Input data:

══════════

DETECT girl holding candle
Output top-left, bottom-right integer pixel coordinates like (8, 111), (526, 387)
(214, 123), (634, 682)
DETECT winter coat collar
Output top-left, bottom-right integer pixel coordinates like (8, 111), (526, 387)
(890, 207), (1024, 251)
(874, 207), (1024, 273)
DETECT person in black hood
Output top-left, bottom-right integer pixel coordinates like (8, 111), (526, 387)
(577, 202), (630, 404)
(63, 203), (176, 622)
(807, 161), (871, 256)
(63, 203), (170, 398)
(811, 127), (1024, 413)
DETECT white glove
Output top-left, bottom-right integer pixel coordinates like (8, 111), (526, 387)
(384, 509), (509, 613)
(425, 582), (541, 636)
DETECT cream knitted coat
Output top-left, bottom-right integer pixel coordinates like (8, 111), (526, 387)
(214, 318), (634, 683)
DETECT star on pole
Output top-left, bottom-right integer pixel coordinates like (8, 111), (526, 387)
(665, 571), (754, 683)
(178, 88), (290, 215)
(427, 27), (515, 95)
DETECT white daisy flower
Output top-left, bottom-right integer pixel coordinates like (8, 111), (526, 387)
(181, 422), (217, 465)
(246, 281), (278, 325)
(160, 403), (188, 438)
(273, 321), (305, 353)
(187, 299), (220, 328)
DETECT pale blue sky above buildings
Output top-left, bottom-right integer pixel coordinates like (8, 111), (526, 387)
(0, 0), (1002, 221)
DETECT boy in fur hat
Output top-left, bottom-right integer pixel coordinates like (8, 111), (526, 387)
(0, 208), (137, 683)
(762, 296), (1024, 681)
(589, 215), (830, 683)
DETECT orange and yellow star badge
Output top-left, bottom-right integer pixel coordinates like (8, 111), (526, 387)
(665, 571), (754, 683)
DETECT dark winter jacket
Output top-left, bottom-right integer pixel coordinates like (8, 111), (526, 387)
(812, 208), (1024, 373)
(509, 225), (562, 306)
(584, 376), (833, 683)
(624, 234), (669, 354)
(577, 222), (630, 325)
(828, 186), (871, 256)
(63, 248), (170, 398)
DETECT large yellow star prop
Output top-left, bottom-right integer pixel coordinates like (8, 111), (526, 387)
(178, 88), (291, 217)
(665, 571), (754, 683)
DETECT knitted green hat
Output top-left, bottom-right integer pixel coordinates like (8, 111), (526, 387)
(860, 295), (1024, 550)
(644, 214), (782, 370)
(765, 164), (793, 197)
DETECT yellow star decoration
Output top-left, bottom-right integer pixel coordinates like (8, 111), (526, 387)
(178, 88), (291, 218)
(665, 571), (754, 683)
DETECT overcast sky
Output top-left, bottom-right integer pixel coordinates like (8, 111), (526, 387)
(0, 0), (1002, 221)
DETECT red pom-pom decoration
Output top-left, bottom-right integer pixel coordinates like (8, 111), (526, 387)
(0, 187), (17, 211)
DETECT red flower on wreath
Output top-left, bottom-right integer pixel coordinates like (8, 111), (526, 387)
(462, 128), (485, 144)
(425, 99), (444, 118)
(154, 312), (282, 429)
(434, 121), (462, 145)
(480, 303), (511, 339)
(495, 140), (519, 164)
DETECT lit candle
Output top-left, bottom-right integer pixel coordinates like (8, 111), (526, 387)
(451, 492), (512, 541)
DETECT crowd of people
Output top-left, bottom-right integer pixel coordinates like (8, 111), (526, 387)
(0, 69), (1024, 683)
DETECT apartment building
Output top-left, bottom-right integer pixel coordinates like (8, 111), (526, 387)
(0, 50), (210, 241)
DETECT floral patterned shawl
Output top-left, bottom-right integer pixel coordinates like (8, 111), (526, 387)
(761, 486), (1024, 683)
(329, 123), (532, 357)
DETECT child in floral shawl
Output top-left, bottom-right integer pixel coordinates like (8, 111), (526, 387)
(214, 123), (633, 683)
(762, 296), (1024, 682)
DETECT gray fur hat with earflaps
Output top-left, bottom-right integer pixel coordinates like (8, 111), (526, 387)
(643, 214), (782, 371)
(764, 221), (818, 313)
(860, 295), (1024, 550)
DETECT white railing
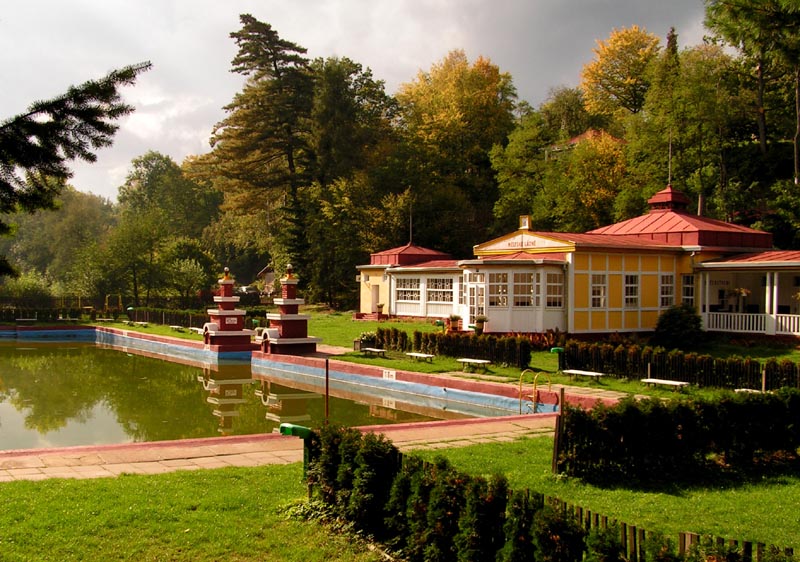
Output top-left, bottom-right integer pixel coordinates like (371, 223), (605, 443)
(775, 314), (800, 336)
(705, 312), (768, 334)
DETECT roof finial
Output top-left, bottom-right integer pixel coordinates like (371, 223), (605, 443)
(667, 127), (672, 185)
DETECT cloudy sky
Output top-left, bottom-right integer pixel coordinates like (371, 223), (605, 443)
(0, 0), (704, 200)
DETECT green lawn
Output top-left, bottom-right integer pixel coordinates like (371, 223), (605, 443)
(420, 437), (800, 552)
(0, 437), (800, 562)
(0, 313), (800, 552)
(0, 463), (380, 562)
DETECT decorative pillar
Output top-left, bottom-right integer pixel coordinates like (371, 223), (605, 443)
(203, 267), (253, 352)
(261, 264), (322, 355)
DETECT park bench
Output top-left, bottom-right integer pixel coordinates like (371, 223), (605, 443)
(642, 379), (689, 390)
(406, 351), (434, 363)
(456, 357), (492, 373)
(561, 369), (605, 380)
(361, 347), (386, 357)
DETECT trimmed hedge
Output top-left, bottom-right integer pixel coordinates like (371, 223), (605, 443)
(0, 307), (88, 324)
(307, 425), (586, 562)
(558, 388), (800, 485)
(375, 328), (531, 369)
(560, 340), (800, 390)
(307, 424), (792, 562)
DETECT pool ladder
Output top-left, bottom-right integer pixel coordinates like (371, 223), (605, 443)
(519, 369), (553, 414)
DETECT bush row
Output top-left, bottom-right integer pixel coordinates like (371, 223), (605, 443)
(0, 307), (91, 324)
(307, 425), (792, 562)
(362, 328), (531, 369)
(557, 388), (800, 485)
(308, 426), (600, 562)
(560, 340), (800, 390)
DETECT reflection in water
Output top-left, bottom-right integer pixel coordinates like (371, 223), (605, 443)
(256, 380), (322, 424)
(197, 363), (253, 435)
(0, 341), (444, 450)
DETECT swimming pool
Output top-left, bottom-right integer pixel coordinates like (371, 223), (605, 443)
(0, 329), (555, 450)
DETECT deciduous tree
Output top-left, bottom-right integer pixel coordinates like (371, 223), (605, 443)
(581, 25), (659, 115)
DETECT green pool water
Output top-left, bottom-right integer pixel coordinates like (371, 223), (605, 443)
(0, 340), (444, 450)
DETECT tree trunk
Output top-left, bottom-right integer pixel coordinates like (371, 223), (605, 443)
(756, 56), (767, 155)
(793, 64), (800, 185)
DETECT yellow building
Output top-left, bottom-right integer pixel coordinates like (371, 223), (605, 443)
(358, 186), (800, 334)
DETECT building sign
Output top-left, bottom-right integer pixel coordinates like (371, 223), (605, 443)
(477, 233), (571, 252)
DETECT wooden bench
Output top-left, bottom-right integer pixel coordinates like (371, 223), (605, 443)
(642, 379), (689, 390)
(456, 357), (492, 373)
(561, 369), (605, 380)
(361, 347), (386, 357)
(406, 351), (435, 363)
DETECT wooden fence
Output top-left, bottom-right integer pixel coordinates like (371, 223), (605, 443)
(544, 496), (794, 562)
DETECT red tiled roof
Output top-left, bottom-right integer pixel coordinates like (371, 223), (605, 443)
(480, 252), (566, 261)
(370, 243), (450, 265)
(705, 250), (800, 266)
(392, 260), (458, 269)
(588, 186), (772, 248)
(534, 231), (672, 249)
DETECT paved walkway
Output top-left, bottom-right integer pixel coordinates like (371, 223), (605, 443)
(0, 344), (624, 482)
(0, 414), (556, 482)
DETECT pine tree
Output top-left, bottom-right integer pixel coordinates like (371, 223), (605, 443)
(0, 62), (151, 275)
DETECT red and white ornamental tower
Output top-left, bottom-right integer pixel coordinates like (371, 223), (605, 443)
(203, 267), (253, 352)
(261, 264), (322, 355)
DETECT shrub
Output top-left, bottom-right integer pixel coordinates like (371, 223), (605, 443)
(653, 303), (703, 349)
(531, 507), (586, 562)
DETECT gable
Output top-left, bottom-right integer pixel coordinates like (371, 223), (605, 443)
(473, 230), (575, 256)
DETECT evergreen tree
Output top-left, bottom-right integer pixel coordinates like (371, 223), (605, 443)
(208, 14), (313, 281)
(0, 63), (150, 275)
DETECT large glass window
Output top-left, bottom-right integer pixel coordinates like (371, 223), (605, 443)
(395, 277), (419, 302)
(514, 272), (533, 306)
(681, 275), (694, 306)
(545, 273), (564, 308)
(625, 275), (639, 308)
(659, 273), (675, 308)
(592, 273), (608, 308)
(489, 273), (508, 307)
(427, 277), (453, 302)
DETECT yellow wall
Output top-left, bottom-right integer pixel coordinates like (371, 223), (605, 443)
(639, 274), (660, 308)
(570, 252), (691, 332)
(358, 268), (389, 314)
(573, 273), (590, 308)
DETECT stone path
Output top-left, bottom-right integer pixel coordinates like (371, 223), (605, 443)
(0, 414), (556, 482)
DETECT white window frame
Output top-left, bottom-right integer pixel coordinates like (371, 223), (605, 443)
(486, 271), (508, 308)
(624, 273), (639, 308)
(545, 271), (564, 308)
(425, 277), (453, 303)
(658, 273), (675, 308)
(394, 277), (421, 303)
(681, 274), (694, 306)
(589, 273), (608, 308)
(514, 271), (536, 308)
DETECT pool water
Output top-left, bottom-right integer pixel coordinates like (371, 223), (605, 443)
(0, 340), (444, 450)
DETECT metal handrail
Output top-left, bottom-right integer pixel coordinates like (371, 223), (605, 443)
(519, 369), (553, 414)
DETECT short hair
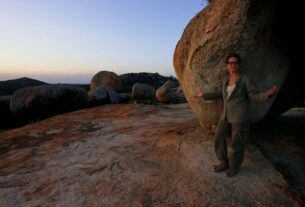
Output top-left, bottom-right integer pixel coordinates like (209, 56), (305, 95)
(226, 52), (241, 64)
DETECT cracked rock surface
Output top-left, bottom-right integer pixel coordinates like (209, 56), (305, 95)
(0, 104), (301, 207)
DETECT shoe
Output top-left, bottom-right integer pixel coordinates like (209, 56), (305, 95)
(226, 167), (238, 177)
(214, 163), (230, 172)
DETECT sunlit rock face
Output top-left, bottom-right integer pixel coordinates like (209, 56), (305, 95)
(0, 104), (304, 207)
(174, 0), (305, 125)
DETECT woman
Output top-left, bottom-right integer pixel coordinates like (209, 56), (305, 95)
(195, 53), (278, 177)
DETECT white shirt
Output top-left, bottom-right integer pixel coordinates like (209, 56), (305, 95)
(227, 84), (235, 98)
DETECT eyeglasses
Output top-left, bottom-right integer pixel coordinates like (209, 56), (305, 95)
(227, 61), (239, 65)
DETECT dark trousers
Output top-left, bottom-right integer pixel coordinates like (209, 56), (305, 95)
(214, 120), (249, 168)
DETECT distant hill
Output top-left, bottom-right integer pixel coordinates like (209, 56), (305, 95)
(0, 77), (48, 96)
(119, 72), (179, 92)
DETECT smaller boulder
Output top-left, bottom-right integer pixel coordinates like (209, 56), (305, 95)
(156, 80), (185, 103)
(131, 83), (155, 103)
(90, 71), (121, 91)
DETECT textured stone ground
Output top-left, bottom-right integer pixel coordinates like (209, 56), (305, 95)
(0, 104), (302, 207)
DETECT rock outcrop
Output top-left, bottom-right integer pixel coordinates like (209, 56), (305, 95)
(131, 83), (155, 103)
(90, 71), (121, 91)
(119, 73), (179, 93)
(0, 104), (304, 207)
(156, 80), (186, 103)
(174, 0), (305, 125)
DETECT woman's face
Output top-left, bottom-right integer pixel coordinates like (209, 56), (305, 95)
(227, 57), (239, 73)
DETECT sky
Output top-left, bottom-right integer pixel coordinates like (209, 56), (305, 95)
(0, 0), (206, 83)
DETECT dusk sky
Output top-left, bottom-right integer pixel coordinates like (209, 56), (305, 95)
(0, 0), (206, 83)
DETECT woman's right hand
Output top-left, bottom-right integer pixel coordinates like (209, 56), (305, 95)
(194, 92), (204, 98)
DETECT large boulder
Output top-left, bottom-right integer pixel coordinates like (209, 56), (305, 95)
(174, 0), (305, 125)
(10, 84), (88, 119)
(90, 71), (121, 91)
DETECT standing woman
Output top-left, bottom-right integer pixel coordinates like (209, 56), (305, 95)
(195, 53), (278, 177)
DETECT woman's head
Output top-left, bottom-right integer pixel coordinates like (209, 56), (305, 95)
(226, 53), (241, 73)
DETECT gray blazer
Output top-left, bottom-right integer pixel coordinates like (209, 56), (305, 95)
(203, 74), (268, 123)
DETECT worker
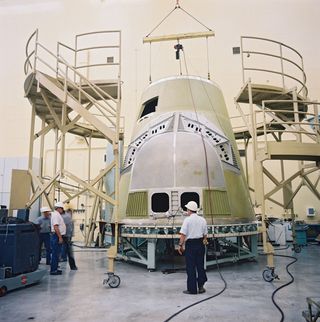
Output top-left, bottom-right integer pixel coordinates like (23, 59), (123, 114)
(35, 207), (51, 265)
(61, 209), (78, 270)
(50, 201), (66, 275)
(178, 201), (208, 294)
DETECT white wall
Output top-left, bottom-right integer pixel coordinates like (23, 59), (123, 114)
(0, 0), (320, 221)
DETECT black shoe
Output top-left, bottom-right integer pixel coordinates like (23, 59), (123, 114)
(182, 291), (197, 294)
(199, 286), (206, 294)
(50, 271), (62, 275)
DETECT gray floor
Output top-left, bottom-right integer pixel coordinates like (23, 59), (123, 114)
(0, 245), (320, 322)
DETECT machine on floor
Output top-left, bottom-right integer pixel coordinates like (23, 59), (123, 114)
(0, 211), (46, 297)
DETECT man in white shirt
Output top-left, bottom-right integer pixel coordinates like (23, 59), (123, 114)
(50, 201), (66, 275)
(178, 201), (208, 294)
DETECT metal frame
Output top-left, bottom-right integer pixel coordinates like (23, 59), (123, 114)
(24, 30), (123, 273)
(235, 37), (320, 273)
(106, 223), (258, 270)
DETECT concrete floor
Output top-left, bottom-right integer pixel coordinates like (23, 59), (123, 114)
(0, 245), (320, 322)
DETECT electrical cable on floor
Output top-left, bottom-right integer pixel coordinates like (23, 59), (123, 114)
(271, 254), (298, 322)
(164, 245), (228, 322)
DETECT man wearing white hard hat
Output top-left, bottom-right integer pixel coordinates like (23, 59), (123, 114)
(178, 201), (208, 294)
(50, 201), (66, 275)
(35, 207), (51, 265)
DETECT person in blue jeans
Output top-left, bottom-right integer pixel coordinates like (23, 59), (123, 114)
(61, 209), (78, 270)
(178, 201), (208, 294)
(50, 201), (66, 275)
(35, 207), (51, 265)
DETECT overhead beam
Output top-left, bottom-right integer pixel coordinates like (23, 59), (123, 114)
(143, 30), (214, 43)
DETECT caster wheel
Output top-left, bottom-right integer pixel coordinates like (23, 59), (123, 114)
(0, 286), (7, 297)
(293, 245), (301, 253)
(108, 275), (121, 288)
(262, 269), (274, 283)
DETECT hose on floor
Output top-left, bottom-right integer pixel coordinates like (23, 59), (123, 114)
(164, 249), (228, 322)
(271, 254), (298, 322)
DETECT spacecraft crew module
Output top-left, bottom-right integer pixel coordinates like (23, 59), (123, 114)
(106, 75), (257, 269)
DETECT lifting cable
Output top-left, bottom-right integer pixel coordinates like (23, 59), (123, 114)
(146, 0), (212, 83)
(164, 48), (228, 322)
(146, 0), (212, 37)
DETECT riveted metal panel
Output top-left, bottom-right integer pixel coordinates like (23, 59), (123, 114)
(126, 191), (148, 218)
(203, 189), (231, 217)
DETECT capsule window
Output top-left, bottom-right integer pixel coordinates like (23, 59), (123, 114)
(180, 192), (200, 211)
(139, 96), (159, 118)
(151, 192), (169, 212)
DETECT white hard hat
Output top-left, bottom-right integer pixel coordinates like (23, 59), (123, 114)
(54, 201), (64, 209)
(40, 207), (51, 213)
(185, 201), (198, 211)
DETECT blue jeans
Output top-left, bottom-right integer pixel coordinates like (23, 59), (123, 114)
(50, 234), (61, 273)
(62, 236), (77, 269)
(61, 243), (67, 261)
(39, 233), (51, 265)
(185, 238), (207, 294)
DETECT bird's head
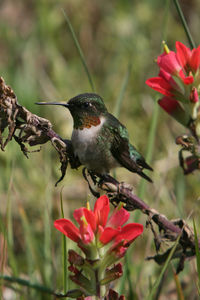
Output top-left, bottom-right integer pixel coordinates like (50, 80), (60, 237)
(36, 93), (107, 128)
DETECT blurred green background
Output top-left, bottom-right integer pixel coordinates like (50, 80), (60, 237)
(0, 0), (200, 300)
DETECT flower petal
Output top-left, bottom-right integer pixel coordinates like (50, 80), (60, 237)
(115, 223), (143, 246)
(73, 207), (96, 232)
(176, 42), (192, 72)
(74, 207), (94, 244)
(157, 51), (181, 75)
(107, 207), (130, 228)
(54, 219), (80, 242)
(146, 77), (173, 96)
(94, 195), (110, 227)
(190, 46), (200, 72)
(99, 227), (120, 245)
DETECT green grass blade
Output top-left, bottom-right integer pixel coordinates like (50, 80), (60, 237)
(135, 101), (159, 207)
(173, 0), (196, 49)
(60, 188), (68, 294)
(193, 219), (200, 295)
(0, 274), (55, 295)
(19, 205), (46, 283)
(62, 9), (95, 92)
(173, 270), (184, 300)
(146, 235), (181, 300)
(113, 63), (132, 118)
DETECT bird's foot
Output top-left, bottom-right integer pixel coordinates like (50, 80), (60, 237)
(82, 167), (100, 198)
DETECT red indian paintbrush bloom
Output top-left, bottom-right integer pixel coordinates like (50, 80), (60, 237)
(54, 196), (143, 299)
(54, 195), (143, 259)
(146, 42), (200, 135)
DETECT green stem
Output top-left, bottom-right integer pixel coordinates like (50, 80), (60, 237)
(62, 9), (95, 92)
(173, 0), (196, 49)
(60, 188), (68, 294)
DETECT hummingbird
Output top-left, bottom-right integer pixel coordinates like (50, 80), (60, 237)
(36, 93), (153, 182)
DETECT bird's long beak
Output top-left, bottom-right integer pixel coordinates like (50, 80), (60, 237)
(35, 102), (69, 108)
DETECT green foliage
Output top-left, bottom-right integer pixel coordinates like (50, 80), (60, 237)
(0, 0), (200, 300)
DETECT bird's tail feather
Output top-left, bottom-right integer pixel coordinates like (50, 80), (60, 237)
(138, 171), (153, 183)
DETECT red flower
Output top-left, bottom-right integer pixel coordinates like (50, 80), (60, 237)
(146, 42), (200, 126)
(54, 195), (143, 257)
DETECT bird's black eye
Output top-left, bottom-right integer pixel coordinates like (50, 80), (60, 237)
(83, 102), (90, 108)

══════════

Direction:
Lay out the records as a Markdown table with the columns Row and Line, starting at the line containing "DETECT hummingbird" and ending at the last line of the records. Leave out blank lines.

Answer below:
| Row | Line |
|---|---|
| 1 | DETECT hummingbird |
| 2 | Output top-left, bottom-right integer pixel coordinates like (50, 80), (60, 237) |
| 3 | (36, 93), (153, 182) |
| 4 | DETECT bird's long beak |
| 5 | Output top-left, bottom-right integer pixel coordinates like (50, 80), (60, 237) |
| 6 | (35, 102), (69, 108) |
| 7 | DETECT green foliage |
| 8 | Output top-left, bottom-right integer pixel coordinates like (50, 80), (60, 237) |
| 9 | (0, 0), (200, 300) |
| 10 | DETECT bird's tail feather |
| 11 | Output top-left, bottom-right integer pixel coordinates like (50, 80), (60, 237) |
| 12 | (138, 171), (153, 183) |
| 13 | DETECT red flower |
| 14 | Output top-left, bottom-right integer pixel coordinates like (50, 80), (60, 237) |
| 15 | (146, 42), (200, 126) |
| 16 | (54, 195), (143, 257) |
| 17 | DETECT bird's black eye |
| 18 | Output top-left, bottom-right integer pixel coordinates like (50, 80), (60, 237) |
| 19 | (83, 102), (90, 108) |